What you need to do> Please return each record exactly as it stands.

Records to process>

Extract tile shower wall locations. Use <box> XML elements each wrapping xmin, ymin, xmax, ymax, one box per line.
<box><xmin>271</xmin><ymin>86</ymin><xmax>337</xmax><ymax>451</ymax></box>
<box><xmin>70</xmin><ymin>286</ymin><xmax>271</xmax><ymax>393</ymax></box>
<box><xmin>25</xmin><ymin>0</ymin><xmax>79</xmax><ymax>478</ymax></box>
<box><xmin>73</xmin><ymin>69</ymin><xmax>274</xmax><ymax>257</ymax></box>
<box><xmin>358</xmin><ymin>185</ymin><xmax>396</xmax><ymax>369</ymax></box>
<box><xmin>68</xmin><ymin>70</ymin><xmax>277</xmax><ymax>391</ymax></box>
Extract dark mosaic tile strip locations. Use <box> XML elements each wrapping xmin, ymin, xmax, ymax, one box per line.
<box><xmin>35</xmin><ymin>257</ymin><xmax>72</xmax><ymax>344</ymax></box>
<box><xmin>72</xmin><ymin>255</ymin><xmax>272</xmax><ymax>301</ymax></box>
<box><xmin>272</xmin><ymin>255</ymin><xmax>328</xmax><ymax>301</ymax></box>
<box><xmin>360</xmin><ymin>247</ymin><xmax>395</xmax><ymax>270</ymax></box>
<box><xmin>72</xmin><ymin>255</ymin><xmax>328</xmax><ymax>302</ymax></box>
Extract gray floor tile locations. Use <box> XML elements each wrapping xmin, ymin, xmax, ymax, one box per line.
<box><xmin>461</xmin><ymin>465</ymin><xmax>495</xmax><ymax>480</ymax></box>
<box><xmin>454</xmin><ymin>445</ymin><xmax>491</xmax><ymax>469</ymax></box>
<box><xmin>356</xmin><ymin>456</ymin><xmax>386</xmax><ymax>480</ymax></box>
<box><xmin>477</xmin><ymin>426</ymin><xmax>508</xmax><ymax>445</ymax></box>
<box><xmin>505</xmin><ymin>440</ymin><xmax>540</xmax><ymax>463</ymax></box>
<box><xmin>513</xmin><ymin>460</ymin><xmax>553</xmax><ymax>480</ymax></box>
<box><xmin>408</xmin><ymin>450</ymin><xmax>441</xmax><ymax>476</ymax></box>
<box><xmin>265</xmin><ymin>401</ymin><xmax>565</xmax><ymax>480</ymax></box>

Result of this task>
Extract tile shower wall locations. Use <box> XML elements each wrapping xmin, ymin, xmax, ymax, one box per line.
<box><xmin>271</xmin><ymin>86</ymin><xmax>337</xmax><ymax>451</ymax></box>
<box><xmin>70</xmin><ymin>286</ymin><xmax>271</xmax><ymax>393</ymax></box>
<box><xmin>25</xmin><ymin>0</ymin><xmax>79</xmax><ymax>478</ymax></box>
<box><xmin>73</xmin><ymin>69</ymin><xmax>274</xmax><ymax>257</ymax></box>
<box><xmin>358</xmin><ymin>185</ymin><xmax>396</xmax><ymax>369</ymax></box>
<box><xmin>68</xmin><ymin>70</ymin><xmax>277</xmax><ymax>391</ymax></box>
Extract dark mosaic tile strip locations. Use <box> XML elements each wrapping xmin, ymin, xmax, ymax, one box per line.
<box><xmin>35</xmin><ymin>257</ymin><xmax>72</xmax><ymax>344</ymax></box>
<box><xmin>72</xmin><ymin>255</ymin><xmax>272</xmax><ymax>301</ymax></box>
<box><xmin>272</xmin><ymin>255</ymin><xmax>328</xmax><ymax>301</ymax></box>
<box><xmin>360</xmin><ymin>247</ymin><xmax>395</xmax><ymax>270</ymax></box>
<box><xmin>72</xmin><ymin>255</ymin><xmax>328</xmax><ymax>302</ymax></box>
Extract gray floor tile locations. Use <box> XML elements each wrapping xmin, ymin, xmax, ymax, one box per line.
<box><xmin>461</xmin><ymin>465</ymin><xmax>495</xmax><ymax>480</ymax></box>
<box><xmin>454</xmin><ymin>445</ymin><xmax>491</xmax><ymax>469</ymax></box>
<box><xmin>356</xmin><ymin>456</ymin><xmax>386</xmax><ymax>480</ymax></box>
<box><xmin>477</xmin><ymin>426</ymin><xmax>508</xmax><ymax>445</ymax></box>
<box><xmin>505</xmin><ymin>440</ymin><xmax>540</xmax><ymax>463</ymax></box>
<box><xmin>513</xmin><ymin>460</ymin><xmax>553</xmax><ymax>480</ymax></box>
<box><xmin>408</xmin><ymin>450</ymin><xmax>441</xmax><ymax>476</ymax></box>
<box><xmin>265</xmin><ymin>401</ymin><xmax>565</xmax><ymax>480</ymax></box>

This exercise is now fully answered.